DATA SUPPLIED:
>> Begin

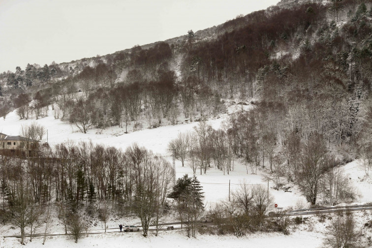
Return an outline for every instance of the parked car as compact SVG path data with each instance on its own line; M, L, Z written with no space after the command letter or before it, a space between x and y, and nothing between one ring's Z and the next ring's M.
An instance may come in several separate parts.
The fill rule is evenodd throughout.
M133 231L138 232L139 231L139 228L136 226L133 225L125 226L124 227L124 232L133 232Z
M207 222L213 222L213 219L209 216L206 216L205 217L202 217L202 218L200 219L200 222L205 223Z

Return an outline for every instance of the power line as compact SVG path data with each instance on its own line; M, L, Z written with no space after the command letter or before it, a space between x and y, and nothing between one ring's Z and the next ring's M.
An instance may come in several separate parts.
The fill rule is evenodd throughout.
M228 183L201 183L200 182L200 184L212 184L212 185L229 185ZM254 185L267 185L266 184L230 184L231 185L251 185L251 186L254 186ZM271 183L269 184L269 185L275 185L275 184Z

>> End
>> Begin

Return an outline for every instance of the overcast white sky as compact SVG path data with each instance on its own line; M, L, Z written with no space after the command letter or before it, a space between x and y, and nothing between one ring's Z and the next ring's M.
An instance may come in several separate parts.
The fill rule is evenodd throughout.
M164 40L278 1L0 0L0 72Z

>> End
>> Begin

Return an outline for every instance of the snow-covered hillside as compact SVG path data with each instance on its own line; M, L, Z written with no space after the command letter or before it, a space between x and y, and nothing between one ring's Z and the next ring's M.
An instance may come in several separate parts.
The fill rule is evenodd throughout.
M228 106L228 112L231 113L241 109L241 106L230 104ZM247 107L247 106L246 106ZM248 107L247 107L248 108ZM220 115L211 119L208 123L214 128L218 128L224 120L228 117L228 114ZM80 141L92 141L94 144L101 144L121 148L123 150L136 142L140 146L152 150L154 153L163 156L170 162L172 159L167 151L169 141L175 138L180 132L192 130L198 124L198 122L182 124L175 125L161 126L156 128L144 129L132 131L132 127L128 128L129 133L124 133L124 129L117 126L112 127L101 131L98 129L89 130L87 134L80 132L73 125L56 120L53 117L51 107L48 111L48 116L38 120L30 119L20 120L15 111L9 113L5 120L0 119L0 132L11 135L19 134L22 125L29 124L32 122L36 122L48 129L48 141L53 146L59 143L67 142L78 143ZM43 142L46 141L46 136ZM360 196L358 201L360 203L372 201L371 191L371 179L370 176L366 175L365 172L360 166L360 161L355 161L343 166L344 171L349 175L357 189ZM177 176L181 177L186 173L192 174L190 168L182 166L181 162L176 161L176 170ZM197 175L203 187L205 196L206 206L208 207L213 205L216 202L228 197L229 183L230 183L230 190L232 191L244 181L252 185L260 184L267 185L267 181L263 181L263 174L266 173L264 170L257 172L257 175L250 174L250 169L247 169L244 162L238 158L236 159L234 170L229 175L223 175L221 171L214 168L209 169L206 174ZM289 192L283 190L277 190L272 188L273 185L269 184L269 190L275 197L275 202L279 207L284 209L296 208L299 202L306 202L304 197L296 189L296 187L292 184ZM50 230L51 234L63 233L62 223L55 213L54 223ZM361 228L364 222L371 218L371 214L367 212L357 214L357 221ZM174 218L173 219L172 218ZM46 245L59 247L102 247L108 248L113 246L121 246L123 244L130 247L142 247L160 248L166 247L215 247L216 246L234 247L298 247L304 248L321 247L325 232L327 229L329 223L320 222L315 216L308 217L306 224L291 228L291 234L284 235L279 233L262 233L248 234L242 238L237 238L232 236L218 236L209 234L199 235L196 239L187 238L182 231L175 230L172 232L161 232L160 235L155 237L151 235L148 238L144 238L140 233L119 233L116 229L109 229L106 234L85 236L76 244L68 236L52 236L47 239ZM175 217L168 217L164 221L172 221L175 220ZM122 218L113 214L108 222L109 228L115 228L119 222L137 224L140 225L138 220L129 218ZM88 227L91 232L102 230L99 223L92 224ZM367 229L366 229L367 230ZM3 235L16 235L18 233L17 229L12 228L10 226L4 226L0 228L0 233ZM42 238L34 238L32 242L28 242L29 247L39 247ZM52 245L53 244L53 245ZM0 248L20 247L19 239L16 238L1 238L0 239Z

>> End

GIVEN PROBLEM: Copy the stretch from the line containing "Return an outline for every instance of the overcast" through the line containing "M164 40L278 1L0 0L0 72Z" verbatim, both of those lines included.

ANSWER:
Return an outline for every instance of the overcast white sky as compact SVG path data with each instance on its own line; M, L, Z written with no space after the command letter or before it, a space between x and y, and nothing between one ring's Z and the next ring's M.
An instance may come in several separate parts.
The fill rule is evenodd throughout.
M164 40L278 1L0 0L0 72Z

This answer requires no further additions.